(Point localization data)
____
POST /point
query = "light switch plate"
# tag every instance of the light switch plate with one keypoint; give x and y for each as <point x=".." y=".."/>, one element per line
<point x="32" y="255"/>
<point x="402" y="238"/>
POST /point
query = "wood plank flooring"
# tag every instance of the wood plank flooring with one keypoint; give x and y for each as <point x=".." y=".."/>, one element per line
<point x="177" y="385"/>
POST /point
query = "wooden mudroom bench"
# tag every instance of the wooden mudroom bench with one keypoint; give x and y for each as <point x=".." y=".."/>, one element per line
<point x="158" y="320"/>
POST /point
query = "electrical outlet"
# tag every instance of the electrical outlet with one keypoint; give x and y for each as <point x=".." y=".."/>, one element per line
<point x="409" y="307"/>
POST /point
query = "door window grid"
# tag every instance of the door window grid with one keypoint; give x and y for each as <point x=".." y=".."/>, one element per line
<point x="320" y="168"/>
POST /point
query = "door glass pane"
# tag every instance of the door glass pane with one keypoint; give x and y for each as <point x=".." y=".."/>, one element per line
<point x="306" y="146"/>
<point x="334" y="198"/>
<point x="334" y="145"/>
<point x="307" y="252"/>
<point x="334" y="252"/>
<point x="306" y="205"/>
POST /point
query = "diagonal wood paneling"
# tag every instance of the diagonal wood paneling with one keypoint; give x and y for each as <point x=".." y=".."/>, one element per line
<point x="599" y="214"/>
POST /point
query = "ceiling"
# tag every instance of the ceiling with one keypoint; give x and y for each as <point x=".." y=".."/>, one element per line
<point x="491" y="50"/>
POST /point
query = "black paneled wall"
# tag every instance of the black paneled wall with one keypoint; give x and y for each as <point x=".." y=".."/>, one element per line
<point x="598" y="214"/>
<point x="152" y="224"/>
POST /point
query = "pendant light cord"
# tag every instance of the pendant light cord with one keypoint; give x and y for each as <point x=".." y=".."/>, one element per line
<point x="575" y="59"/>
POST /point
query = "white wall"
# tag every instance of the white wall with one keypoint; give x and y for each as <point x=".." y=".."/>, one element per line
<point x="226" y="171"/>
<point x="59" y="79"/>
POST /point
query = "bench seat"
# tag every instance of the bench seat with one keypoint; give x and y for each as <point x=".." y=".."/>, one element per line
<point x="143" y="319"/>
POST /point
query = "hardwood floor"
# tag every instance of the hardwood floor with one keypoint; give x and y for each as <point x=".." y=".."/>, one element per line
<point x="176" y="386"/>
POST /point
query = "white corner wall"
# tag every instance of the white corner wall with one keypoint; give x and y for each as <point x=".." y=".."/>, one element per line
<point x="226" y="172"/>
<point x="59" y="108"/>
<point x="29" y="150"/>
____
▶ **INSTRUCTIONS TO FOLLOW**: Up to and including the last line of the records above, print exactly every line from the one that contains "# tag every instance of the white corner" onward.

▶ **ANSWER TO THIS EXERCISE**:
# tag every instance of the white corner wall with one keypoint; give x and y for each as <point x=".." y=".."/>, one element per line
<point x="226" y="172"/>
<point x="59" y="108"/>
<point x="29" y="150"/>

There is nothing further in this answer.